→ **WORK ORDER**: All of the data must be written out verbatim, with pictures excluded.

:::::

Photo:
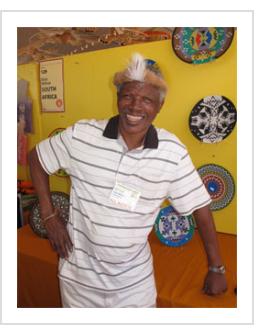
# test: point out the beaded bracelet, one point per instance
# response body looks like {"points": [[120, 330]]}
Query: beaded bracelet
{"points": [[50, 216]]}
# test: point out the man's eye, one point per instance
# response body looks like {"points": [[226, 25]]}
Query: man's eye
{"points": [[126, 96], [147, 100]]}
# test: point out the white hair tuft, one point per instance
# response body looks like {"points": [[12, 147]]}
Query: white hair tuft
{"points": [[137, 67]]}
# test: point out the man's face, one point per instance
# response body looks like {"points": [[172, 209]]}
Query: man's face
{"points": [[138, 104]]}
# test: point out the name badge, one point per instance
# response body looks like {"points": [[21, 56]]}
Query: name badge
{"points": [[125, 196]]}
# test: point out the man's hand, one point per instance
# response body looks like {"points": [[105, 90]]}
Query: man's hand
{"points": [[215, 283], [58, 236]]}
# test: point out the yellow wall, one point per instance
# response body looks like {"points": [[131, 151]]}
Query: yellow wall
{"points": [[89, 93]]}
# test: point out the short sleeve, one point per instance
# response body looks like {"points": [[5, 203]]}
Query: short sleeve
{"points": [[187, 191], [54, 153]]}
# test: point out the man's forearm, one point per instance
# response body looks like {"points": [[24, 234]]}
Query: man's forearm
{"points": [[206, 227], [40, 180]]}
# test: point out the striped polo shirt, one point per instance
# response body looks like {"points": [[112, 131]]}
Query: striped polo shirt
{"points": [[111, 251]]}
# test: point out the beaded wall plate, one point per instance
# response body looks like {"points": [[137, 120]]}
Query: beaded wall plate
{"points": [[60, 201], [60, 172], [219, 183], [172, 229], [198, 45], [212, 119]]}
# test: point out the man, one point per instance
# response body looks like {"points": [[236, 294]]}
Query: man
{"points": [[121, 171]]}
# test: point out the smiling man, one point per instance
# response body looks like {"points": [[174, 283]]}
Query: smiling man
{"points": [[121, 171]]}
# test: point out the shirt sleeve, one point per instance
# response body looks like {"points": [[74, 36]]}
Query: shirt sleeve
{"points": [[187, 191], [54, 153]]}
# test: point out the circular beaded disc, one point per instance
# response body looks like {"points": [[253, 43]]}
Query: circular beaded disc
{"points": [[212, 119], [172, 229], [60, 201], [198, 45], [219, 183]]}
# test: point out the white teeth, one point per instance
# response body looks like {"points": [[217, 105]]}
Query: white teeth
{"points": [[134, 118]]}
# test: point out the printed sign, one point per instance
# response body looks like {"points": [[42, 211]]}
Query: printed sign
{"points": [[51, 86]]}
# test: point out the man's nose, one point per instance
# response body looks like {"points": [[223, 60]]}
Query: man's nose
{"points": [[135, 104]]}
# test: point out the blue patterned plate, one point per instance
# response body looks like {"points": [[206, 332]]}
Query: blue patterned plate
{"points": [[219, 183], [172, 229]]}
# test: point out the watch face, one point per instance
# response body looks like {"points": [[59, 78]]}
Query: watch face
{"points": [[172, 229], [60, 201], [198, 45], [219, 184], [212, 119]]}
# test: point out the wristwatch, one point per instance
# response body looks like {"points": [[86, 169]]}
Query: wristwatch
{"points": [[217, 269]]}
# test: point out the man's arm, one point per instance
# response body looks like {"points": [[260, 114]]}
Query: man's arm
{"points": [[215, 283], [57, 232]]}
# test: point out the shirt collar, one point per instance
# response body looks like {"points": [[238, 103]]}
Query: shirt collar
{"points": [[151, 138]]}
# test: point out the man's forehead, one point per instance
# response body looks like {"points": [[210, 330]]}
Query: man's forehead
{"points": [[137, 85]]}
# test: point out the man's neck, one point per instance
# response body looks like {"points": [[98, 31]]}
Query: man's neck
{"points": [[133, 141]]}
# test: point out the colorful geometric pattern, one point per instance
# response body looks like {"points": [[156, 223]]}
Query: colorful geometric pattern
{"points": [[219, 183], [201, 45], [61, 201], [60, 172], [212, 119], [172, 229]]}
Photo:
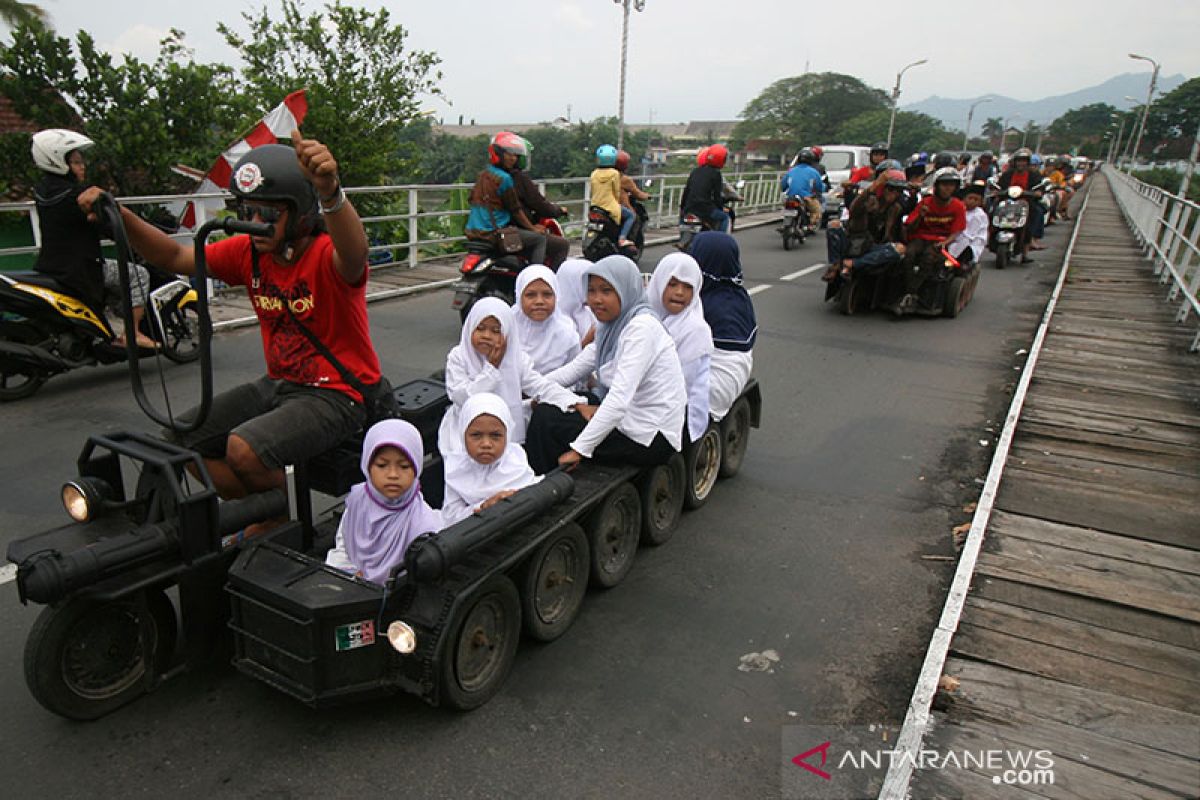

:::::

→ **ANSWER SPACE**:
Photo:
# test: point out the beaded bracelet, one point per instance
# response body looks like {"points": [[120, 330]]}
Query: beaded bracelet
{"points": [[50, 216]]}
# test: point out the man's eye, one point per instance
# response body looks like {"points": [[226, 25]]}
Query: man's eye
{"points": [[126, 96], [147, 100]]}
# test: point out the white hair tuft, one point per instance
# response body looks like {"points": [[12, 147]]}
Query: white hair tuft
{"points": [[137, 67]]}
# test: point out the man's face, one point per instance
# response body looks like {"points": [[172, 209]]}
Query: man's face
{"points": [[138, 104]]}
# test: point out the name badge, one point per instance
# response body looks like {"points": [[21, 56]]}
Query: name badge
{"points": [[125, 196]]}
# test: point out the man's hand, one point per instance
# response body looks like {"points": [[105, 90]]}
Query: man's hand
{"points": [[215, 283], [58, 236]]}
# test: point out the yellow wall, one point per instance
# response body looks like {"points": [[131, 151]]}
Query: yellow wall
{"points": [[89, 93]]}
# test: point out the short sleeve, one point per instance
# response body looks like {"points": [[5, 203]]}
Query: short sleeve
{"points": [[187, 191], [54, 153]]}
# test: point out the man's forearm, one point per instance
# response body looks like {"points": [[24, 234]]}
Query: man's forearm
{"points": [[206, 227], [40, 180]]}
# test: point out the striped polo shirt, one point per instance
# response body looks like {"points": [[112, 131]]}
Query: striped polo shirt
{"points": [[111, 251]]}
# test: point out the beaded wall plate, one point per instance
# response body looks like {"points": [[137, 120]]}
Query: beaded wall plate
{"points": [[60, 201], [60, 172], [219, 183], [172, 229], [198, 45], [212, 119]]}
# test: point out the man, one point per instance
# response body looks like {"points": [[236, 294]]}
Query: man
{"points": [[121, 171]]}
# test: point out the smiling man, one point per instance
# response body looks like {"points": [[174, 283]]}
Query: smiling man
{"points": [[121, 171]]}
# test: point out the shirt sleeve, one point per instance
# response body looks like {"points": [[74, 36]]}
Query: shirt sleeve
{"points": [[187, 191], [54, 153]]}
# test: point out the circular beaded disc, one point per instance
# response body looks like {"points": [[253, 43]]}
Query: circular beaded disc
{"points": [[212, 119], [172, 229], [60, 201], [198, 45], [219, 183]]}
# test: point out the white teeth, one point per instance
# response body looks like {"points": [[217, 105]]}
Query: white teeth
{"points": [[134, 118]]}
# test: point out the printed sign, one point per instance
# response body looks like {"points": [[42, 211]]}
Query: printed sign
{"points": [[51, 86]]}
# test: point out the man's nose, one point per instance
# response body looks like {"points": [[223, 60]]}
Query: man's nose
{"points": [[135, 104]]}
# test: point out the blue patterned plate, one point per instance
# response body looks like {"points": [[206, 332]]}
Query: blue patterned plate
{"points": [[219, 183], [172, 229]]}
# test: point out the watch face, one point per instance
# response body looks like {"points": [[59, 78]]}
Query: watch face
{"points": [[172, 229], [60, 201], [198, 45], [219, 184], [212, 119]]}
# test: point out the wristwatch, one point per instance
# response body looks like {"points": [[86, 169]]}
Query: wristwatch
{"points": [[217, 269]]}
# test: point out the man's arm, one point per instance
# response body looks like {"points": [[260, 114]]}
Query: man's arm
{"points": [[215, 283], [57, 232]]}
# test: point out the shirt collar, one point per instance
# response body looks like {"points": [[238, 103]]}
Query: shirt collar
{"points": [[151, 138]]}
# test: point out the man's forehead, one point per instance
# response body looks like {"points": [[210, 330]]}
Query: man's forehead
{"points": [[137, 85]]}
# test: point out the man's neck, one point per instance
# response body looks like {"points": [[98, 31]]}
Query: man's neck
{"points": [[133, 141]]}
# test: point out the colorful geometric pattern, one point per instance
# response body looks like {"points": [[156, 223]]}
Query: colorful geometric pattern
{"points": [[219, 183], [201, 45], [61, 201], [60, 172], [212, 119], [172, 229]]}
Photo:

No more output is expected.